● **PASSAGE PRÉSENTÉ**:
▶
L’art de la séduction selon Krisy
Conversation

L’art de la séduction selon Krisy

Dans l’ombre de son studio, Krisy aka De La Fuentes a contribué au succès du premier album de Damso Batterie Faible, produit son hit « Paris c’est loin » en featuring avec Booba, vu défiler « le tout rap belge. » Et même s’il préfère les coulisses aux artifices du décor, Krisy est un rappeur flamboyant lui aussi. Rencontre.

Photographie : Lokmane

Paris, vendredi 7 avril. Krisy et son équipe débarquent de Bruxelles en voiture. Il sont cinq. Joequaker le manageur, Hervé-Clément Shema le photographe, Prinski le DJ, Nixon le soleil accroché aux Grillz et Krisy. Il a le sommeil encore lové sous le pli de ses paupières un peu clauses. Son bonjour est doux, lumineux. Sans grandes effusions.

Il lance la marche. Ses dreadlocks blondes ont du mal à rester disciplinées sous sa casquette bleue. On pense à toutes ces choses nées dans sa tête, on se rappelle que notre imagination est un paysage de sources et de branches. Surtout que, Krisy a de grands rêves. Il veut construire la Tour Eiffel du rap de son pays.

Alors en attendant d’y arriver Krisy se forme à l’Université Libre de Youtube, apprend avec les yeux, joue les alchimistes avec Damso. Il affûte son jeu. Et s’il y en a un pour lequel il est doué, c’est la séduction. « Un art qui se transmet de père en fils », une technique qu’il ne maîtrise pas que dans ses chansons. N’en déplaise à certains, Krisy est un « Jeune Julio » comme il aime à la dire dans son tout dernier E.P  Paradis d’amour.


Abcdr du Son : Quand on se lance dans un projet comme celui-ci, est-ce qu’on est soi-même dans une sorte de « paradis » ?
◀
● **EXTRAIT DES DONNÉES**:
▶
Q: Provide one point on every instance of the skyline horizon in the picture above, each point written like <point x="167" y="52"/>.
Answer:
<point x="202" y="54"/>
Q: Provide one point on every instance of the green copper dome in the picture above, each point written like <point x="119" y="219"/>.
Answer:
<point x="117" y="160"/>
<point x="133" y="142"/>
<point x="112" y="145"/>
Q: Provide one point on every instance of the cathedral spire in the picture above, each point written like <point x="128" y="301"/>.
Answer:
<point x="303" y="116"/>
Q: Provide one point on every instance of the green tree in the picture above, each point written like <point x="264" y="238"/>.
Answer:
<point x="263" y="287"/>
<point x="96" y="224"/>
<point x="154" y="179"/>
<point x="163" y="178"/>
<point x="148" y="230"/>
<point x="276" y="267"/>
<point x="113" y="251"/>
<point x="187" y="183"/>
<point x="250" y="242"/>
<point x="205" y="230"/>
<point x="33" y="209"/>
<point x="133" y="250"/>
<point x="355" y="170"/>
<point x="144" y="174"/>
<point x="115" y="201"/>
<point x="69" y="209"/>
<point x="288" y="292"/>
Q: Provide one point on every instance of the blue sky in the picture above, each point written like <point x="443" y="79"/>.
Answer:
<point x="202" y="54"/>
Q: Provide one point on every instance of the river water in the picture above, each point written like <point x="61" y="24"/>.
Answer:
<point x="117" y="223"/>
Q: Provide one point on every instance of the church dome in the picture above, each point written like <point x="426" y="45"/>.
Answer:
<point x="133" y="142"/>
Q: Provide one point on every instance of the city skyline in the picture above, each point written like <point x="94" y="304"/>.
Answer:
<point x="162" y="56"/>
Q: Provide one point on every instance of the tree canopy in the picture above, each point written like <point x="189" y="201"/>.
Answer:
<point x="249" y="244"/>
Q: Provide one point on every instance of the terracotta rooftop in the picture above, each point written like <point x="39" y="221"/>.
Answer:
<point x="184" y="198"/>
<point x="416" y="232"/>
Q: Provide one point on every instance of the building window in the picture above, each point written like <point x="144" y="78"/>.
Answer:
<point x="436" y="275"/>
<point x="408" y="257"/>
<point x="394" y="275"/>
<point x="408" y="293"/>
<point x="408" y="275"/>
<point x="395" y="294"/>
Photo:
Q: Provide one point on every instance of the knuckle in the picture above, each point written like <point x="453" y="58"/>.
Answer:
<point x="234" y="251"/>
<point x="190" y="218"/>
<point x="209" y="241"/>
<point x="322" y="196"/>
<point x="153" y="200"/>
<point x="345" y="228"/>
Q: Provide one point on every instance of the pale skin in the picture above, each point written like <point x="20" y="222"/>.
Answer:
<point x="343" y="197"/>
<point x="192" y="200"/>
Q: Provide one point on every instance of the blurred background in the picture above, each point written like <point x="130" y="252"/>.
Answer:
◀
Extrayez du portrait de Krisy, sans aucune modification, le passage situé entre « Dans l’ombre de » et « Sans grandes effusions. », ces deux bornes comprises.

● **CORRIGÉ DE L’EXERCICE**:
Dans l’ombre de son studio, Krisy aka De La Fuentes a contribué au succès du premier album de Damso Batterie Faible, produit son hit « Paris c’est loin » en featuring avec Booba, vu défiler « le tout rap belge. » Et même s’il préfère les coulisses aux artifices du décor, Krisy est un rappeur flamboyant lui aussi. Rencontre.

Photographie : Lokmane

Paris, vendredi 7 avril. Krisy et son équipe débarquent de Bruxelles en voiture. Il sont cinq. Joequaker le manageur, Hervé-Clément Shema le photographe, Prinski le DJ, Nixon le soleil accroché aux Grillz et Krisy. Il a le sommeil encore lové sous le pli de ses paupières un peu clauses. Son bonjour est doux, lumineux. Sans grandes effusions.